* START Input rows *
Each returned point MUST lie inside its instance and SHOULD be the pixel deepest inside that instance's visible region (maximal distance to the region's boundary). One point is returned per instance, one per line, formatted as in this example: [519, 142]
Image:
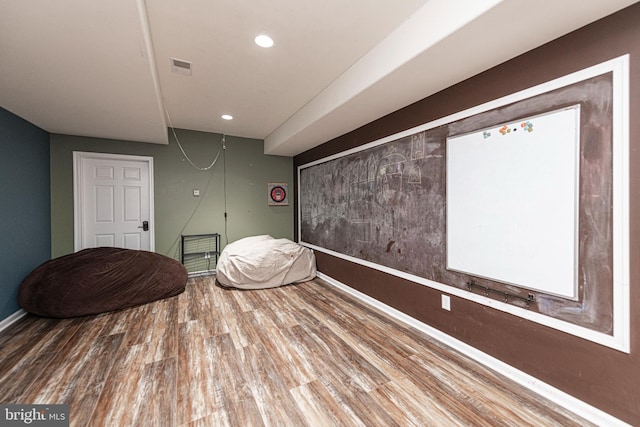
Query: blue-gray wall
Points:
[25, 224]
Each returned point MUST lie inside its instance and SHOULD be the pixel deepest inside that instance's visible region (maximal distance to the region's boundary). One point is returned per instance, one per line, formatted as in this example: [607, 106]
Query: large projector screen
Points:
[512, 202]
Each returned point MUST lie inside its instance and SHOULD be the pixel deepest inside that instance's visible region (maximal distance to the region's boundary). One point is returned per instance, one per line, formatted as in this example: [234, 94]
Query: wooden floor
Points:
[293, 356]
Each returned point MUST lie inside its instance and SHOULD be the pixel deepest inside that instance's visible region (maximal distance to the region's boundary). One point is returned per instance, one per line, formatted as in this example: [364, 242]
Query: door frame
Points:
[79, 157]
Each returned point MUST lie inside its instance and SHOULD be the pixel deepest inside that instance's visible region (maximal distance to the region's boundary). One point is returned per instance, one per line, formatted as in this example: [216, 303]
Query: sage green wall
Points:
[177, 211]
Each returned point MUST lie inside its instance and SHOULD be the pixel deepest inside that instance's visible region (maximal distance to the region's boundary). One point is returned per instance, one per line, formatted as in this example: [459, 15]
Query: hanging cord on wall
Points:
[202, 196]
[182, 149]
[224, 186]
[176, 252]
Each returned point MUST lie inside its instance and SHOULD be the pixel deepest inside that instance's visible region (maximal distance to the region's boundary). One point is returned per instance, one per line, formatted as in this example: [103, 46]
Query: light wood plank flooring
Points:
[298, 355]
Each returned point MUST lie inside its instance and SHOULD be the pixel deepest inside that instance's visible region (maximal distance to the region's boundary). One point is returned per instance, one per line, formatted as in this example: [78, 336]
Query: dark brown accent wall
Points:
[604, 378]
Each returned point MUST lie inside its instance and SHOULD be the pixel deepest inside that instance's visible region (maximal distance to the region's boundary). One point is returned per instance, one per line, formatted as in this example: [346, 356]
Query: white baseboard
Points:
[6, 322]
[545, 390]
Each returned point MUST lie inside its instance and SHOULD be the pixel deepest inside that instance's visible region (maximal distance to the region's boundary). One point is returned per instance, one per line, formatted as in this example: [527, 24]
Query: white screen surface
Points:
[512, 202]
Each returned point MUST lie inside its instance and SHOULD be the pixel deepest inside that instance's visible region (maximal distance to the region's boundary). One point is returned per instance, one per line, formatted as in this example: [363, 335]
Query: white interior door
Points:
[113, 201]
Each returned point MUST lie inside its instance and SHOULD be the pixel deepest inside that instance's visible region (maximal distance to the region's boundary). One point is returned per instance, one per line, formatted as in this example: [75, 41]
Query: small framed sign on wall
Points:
[277, 194]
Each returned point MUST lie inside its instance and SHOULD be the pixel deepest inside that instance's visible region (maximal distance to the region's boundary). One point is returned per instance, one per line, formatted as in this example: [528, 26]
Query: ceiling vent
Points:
[180, 66]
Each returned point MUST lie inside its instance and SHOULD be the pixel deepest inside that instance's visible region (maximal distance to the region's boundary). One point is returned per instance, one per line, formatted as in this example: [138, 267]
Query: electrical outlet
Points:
[446, 302]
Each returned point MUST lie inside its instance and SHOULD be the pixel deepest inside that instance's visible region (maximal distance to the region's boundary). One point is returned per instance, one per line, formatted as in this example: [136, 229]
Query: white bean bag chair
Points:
[261, 262]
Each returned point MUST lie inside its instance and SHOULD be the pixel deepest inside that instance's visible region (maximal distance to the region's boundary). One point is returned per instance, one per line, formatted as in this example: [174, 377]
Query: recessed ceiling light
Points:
[263, 40]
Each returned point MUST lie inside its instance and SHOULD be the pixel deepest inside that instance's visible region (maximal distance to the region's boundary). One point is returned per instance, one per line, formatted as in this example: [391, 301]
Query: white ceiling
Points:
[103, 68]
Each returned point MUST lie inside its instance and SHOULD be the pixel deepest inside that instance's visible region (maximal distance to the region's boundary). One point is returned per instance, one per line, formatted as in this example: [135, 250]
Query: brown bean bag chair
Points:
[97, 280]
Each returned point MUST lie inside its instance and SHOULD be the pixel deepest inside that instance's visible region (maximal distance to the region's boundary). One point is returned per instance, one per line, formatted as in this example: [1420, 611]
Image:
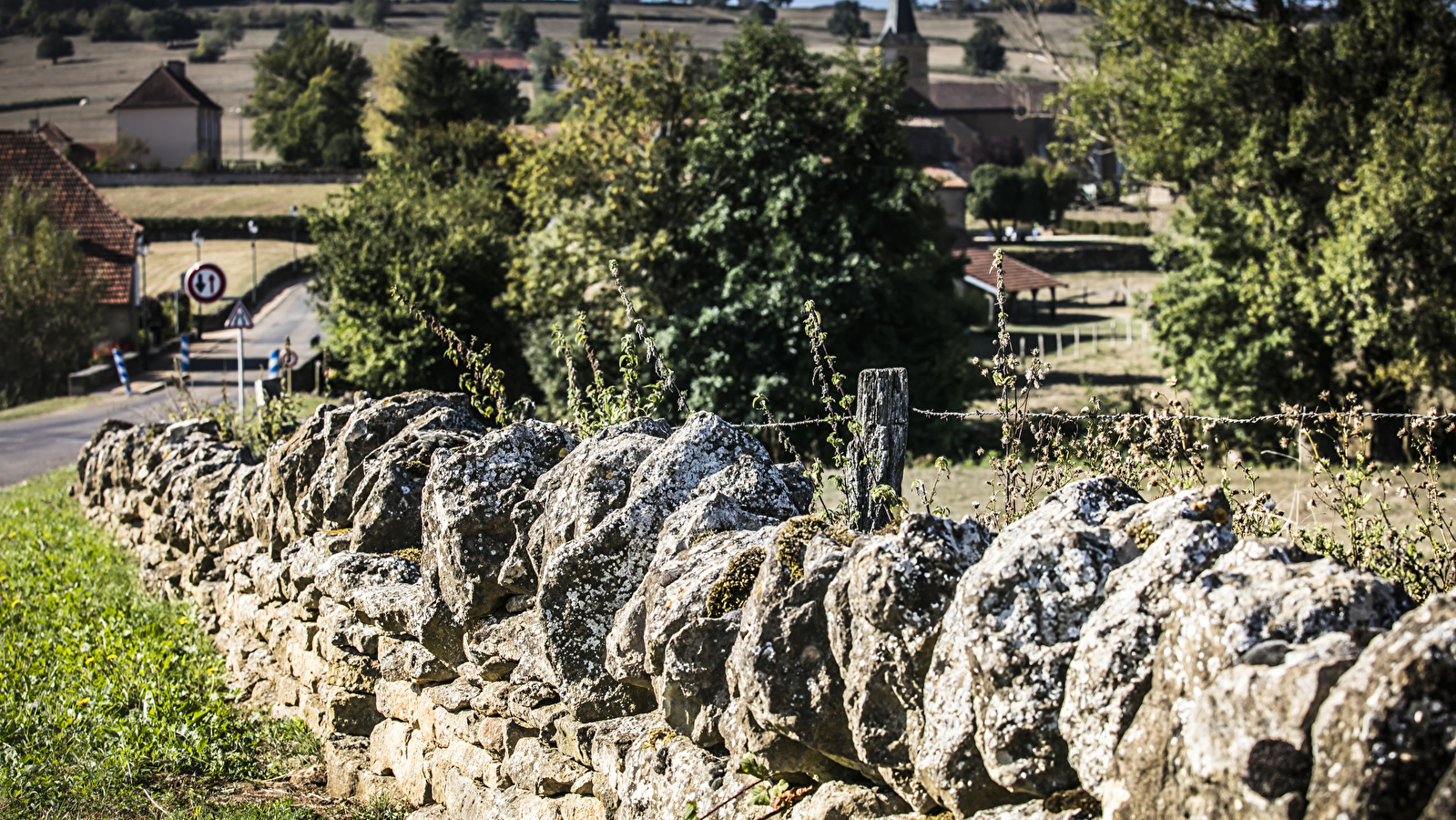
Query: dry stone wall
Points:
[513, 623]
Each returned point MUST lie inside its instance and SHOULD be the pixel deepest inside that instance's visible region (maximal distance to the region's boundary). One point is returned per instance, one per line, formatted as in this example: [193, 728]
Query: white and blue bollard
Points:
[121, 369]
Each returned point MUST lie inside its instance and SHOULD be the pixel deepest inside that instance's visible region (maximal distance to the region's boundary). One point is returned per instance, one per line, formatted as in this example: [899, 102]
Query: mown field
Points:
[107, 72]
[112, 702]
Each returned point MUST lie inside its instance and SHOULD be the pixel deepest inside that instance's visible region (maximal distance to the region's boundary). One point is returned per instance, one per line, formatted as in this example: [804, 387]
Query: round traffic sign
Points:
[206, 282]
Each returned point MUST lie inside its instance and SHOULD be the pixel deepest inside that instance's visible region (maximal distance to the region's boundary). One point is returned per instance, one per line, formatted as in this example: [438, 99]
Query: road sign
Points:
[206, 282]
[240, 318]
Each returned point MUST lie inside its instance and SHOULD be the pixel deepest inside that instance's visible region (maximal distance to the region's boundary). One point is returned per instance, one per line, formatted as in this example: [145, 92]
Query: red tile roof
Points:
[1018, 275]
[508, 58]
[108, 239]
[167, 87]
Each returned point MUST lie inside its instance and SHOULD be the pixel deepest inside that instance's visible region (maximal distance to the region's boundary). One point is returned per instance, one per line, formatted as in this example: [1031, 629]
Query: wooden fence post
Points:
[877, 456]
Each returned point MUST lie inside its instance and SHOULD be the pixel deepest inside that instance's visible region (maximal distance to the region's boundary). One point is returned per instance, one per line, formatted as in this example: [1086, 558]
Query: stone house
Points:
[107, 238]
[174, 117]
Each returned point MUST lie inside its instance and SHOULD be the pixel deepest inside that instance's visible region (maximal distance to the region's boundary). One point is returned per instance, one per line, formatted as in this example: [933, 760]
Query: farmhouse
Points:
[108, 239]
[174, 117]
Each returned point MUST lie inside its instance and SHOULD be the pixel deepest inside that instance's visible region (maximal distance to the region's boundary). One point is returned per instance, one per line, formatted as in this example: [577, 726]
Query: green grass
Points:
[44, 406]
[109, 698]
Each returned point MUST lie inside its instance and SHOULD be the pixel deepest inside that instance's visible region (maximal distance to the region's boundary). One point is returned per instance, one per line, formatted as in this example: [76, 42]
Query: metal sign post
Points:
[242, 321]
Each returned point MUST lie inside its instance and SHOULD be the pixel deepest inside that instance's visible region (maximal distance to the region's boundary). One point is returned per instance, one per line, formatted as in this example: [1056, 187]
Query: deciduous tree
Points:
[309, 97]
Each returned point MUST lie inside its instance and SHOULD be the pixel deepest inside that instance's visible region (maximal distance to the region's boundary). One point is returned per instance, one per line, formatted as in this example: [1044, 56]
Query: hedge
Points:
[1111, 228]
[179, 229]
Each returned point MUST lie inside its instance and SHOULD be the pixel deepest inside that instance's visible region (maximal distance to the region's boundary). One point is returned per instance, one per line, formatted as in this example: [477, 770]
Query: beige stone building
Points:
[174, 117]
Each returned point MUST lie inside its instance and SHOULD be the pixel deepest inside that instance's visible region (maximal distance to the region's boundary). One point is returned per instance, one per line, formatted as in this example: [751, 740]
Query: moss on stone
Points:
[736, 584]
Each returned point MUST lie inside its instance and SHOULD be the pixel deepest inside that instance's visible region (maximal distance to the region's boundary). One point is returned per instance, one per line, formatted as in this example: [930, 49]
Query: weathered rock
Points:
[466, 510]
[408, 660]
[884, 612]
[370, 425]
[1237, 612]
[575, 496]
[386, 503]
[1110, 673]
[782, 666]
[340, 576]
[686, 567]
[848, 802]
[541, 769]
[692, 692]
[587, 580]
[1385, 740]
[1247, 739]
[996, 679]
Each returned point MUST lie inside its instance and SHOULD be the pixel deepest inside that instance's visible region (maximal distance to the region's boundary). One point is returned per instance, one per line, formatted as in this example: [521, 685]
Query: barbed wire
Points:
[1064, 415]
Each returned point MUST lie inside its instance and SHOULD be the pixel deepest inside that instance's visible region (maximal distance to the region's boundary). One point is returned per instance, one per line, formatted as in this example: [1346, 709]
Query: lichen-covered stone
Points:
[588, 579]
[1385, 739]
[884, 612]
[1113, 664]
[466, 510]
[1252, 599]
[999, 667]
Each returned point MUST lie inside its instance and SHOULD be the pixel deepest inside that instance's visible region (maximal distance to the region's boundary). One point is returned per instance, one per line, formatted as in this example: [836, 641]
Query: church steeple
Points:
[901, 39]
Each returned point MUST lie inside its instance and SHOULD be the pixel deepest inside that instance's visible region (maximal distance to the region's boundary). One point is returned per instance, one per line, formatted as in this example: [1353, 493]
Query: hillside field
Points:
[107, 72]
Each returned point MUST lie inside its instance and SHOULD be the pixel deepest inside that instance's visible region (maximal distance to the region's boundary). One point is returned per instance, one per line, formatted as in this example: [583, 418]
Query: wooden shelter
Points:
[1016, 277]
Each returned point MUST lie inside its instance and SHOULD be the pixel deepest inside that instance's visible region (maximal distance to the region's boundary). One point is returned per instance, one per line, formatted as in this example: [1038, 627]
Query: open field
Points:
[107, 72]
[170, 260]
[216, 200]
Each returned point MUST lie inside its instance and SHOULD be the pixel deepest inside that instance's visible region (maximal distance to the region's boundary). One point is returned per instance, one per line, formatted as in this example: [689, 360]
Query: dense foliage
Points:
[309, 97]
[435, 87]
[428, 231]
[1318, 156]
[731, 194]
[46, 303]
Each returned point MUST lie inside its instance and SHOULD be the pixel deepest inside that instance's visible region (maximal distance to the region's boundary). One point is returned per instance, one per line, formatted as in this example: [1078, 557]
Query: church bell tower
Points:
[900, 39]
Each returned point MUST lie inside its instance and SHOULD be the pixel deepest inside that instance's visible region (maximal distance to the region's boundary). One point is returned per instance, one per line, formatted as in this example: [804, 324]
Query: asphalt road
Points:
[31, 446]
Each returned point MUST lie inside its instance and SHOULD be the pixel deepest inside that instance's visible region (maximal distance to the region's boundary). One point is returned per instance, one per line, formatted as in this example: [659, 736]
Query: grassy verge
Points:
[44, 406]
[112, 703]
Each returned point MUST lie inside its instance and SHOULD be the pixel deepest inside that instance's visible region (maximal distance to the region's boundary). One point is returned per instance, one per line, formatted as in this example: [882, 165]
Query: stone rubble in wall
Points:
[513, 623]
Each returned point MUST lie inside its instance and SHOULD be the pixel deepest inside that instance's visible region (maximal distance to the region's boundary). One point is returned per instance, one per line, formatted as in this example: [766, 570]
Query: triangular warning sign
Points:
[239, 318]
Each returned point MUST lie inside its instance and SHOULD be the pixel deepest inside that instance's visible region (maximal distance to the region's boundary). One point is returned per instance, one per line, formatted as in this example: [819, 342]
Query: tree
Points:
[309, 97]
[546, 57]
[437, 87]
[53, 46]
[1317, 156]
[984, 53]
[596, 21]
[845, 21]
[464, 15]
[111, 22]
[517, 26]
[168, 25]
[728, 201]
[48, 312]
[434, 226]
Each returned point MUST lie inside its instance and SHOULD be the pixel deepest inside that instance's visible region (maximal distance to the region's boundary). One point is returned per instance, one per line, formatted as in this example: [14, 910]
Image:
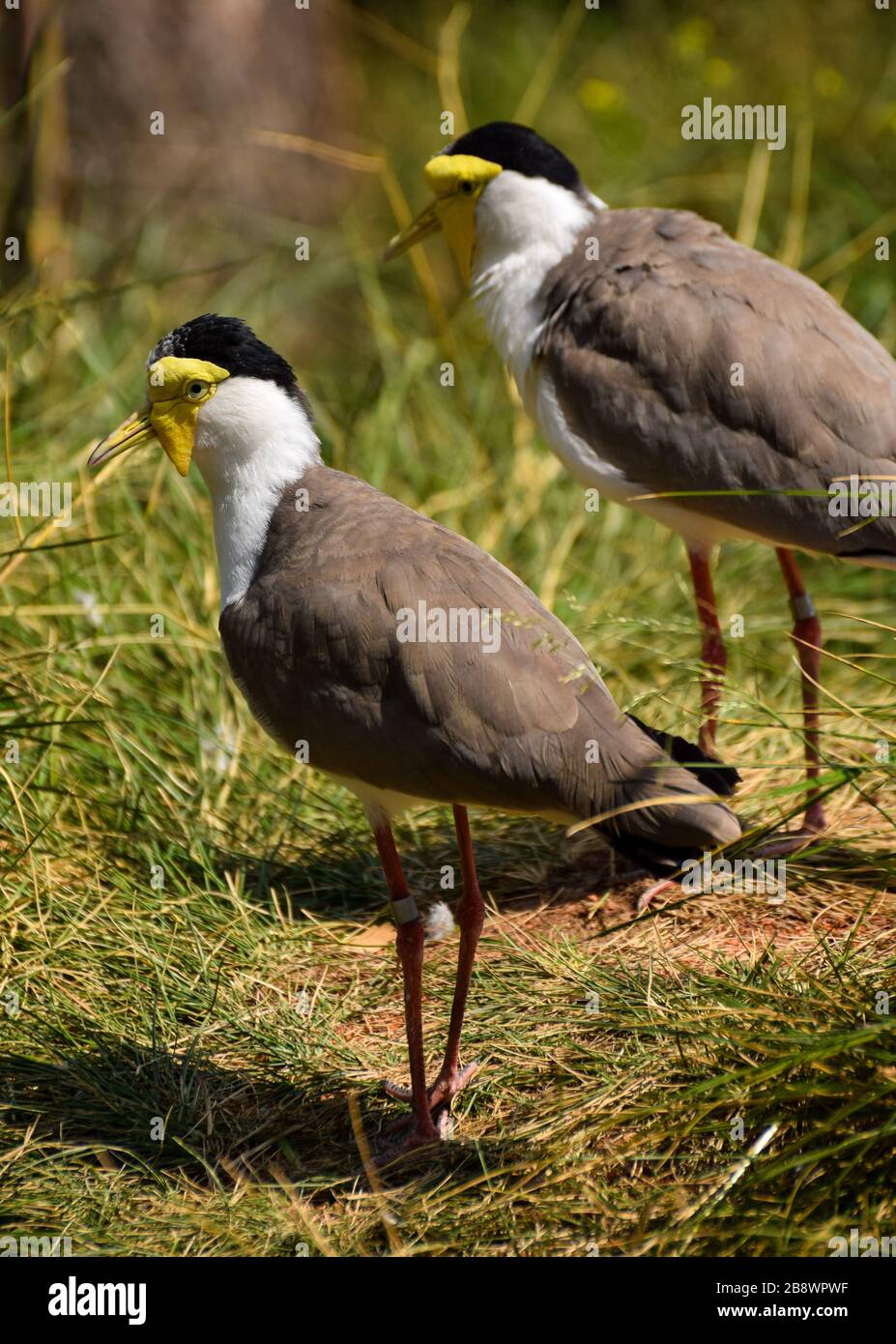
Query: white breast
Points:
[251, 441]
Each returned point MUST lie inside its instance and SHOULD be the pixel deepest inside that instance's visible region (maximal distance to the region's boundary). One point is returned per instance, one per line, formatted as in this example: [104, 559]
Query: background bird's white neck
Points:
[251, 441]
[524, 226]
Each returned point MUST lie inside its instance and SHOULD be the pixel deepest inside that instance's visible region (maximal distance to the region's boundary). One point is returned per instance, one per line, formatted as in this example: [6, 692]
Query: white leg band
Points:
[405, 910]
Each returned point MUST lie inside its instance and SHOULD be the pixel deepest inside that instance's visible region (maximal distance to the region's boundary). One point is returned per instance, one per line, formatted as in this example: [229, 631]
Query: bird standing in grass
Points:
[676, 371]
[411, 664]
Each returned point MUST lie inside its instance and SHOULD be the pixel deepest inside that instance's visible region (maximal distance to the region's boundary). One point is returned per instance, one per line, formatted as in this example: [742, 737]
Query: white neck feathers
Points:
[251, 441]
[524, 226]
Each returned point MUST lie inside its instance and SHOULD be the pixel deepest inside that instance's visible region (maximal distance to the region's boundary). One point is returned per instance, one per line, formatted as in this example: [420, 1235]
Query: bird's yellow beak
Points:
[178, 388]
[457, 182]
[130, 433]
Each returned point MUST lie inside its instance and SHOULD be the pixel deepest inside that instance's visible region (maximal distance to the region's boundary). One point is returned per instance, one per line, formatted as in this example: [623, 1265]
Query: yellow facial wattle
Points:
[457, 182]
[178, 389]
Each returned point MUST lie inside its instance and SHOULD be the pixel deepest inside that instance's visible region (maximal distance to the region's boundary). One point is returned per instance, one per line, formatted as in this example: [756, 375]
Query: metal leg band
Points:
[803, 607]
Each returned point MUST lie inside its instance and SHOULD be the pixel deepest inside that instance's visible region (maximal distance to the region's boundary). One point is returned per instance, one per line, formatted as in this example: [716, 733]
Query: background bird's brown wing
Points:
[316, 647]
[641, 347]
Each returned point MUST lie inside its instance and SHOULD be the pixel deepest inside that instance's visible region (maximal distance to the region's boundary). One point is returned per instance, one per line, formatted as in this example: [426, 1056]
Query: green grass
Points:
[247, 999]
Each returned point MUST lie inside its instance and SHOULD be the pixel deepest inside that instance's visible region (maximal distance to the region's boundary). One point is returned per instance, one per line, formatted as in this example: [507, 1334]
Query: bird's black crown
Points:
[517, 148]
[234, 345]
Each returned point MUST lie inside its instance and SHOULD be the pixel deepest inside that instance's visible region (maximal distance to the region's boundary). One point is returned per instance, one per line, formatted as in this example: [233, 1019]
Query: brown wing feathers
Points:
[314, 647]
[641, 345]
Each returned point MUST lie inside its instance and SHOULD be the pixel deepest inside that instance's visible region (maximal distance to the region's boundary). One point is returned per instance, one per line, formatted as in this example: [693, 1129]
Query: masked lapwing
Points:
[413, 665]
[679, 372]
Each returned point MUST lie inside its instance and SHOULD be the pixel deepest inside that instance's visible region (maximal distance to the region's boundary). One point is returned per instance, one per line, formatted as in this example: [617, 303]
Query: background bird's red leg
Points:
[713, 651]
[806, 636]
[410, 950]
[471, 914]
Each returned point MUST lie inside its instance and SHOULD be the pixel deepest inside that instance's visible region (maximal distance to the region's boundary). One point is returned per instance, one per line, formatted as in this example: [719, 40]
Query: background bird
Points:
[319, 572]
[675, 369]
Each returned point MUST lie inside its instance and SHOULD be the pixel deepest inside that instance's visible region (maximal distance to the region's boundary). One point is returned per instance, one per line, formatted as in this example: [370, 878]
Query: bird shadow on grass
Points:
[175, 1113]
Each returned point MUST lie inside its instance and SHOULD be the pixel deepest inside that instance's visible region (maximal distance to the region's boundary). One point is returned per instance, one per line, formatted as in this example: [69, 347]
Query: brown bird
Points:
[411, 664]
[679, 372]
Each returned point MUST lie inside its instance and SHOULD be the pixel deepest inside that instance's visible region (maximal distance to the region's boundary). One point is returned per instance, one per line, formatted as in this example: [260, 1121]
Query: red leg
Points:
[471, 913]
[713, 650]
[410, 950]
[806, 636]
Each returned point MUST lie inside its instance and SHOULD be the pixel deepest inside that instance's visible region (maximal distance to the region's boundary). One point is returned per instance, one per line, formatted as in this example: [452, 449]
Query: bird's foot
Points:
[793, 841]
[441, 1096]
[649, 895]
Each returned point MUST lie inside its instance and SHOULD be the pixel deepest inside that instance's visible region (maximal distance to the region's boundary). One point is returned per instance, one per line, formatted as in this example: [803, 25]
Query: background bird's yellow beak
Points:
[133, 431]
[458, 180]
[426, 223]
* END Input rows *
= Written request =
Rewrite the data from the line containing "example: [803, 25]" through the end of the data, both ends included, as a numbered list with any blank lines dropped.

= Task output =
1. Each returned point MUST lie inside its instance and SHOULD be the pixel deepest inside that instance's visible region (maximal distance to the region's boundary). One point is returned per instance, one per line, formatted as in this example: [803, 25]
2. Query: background bird's yellow beak
3. Points:
4. [133, 431]
5. [458, 180]
6. [426, 223]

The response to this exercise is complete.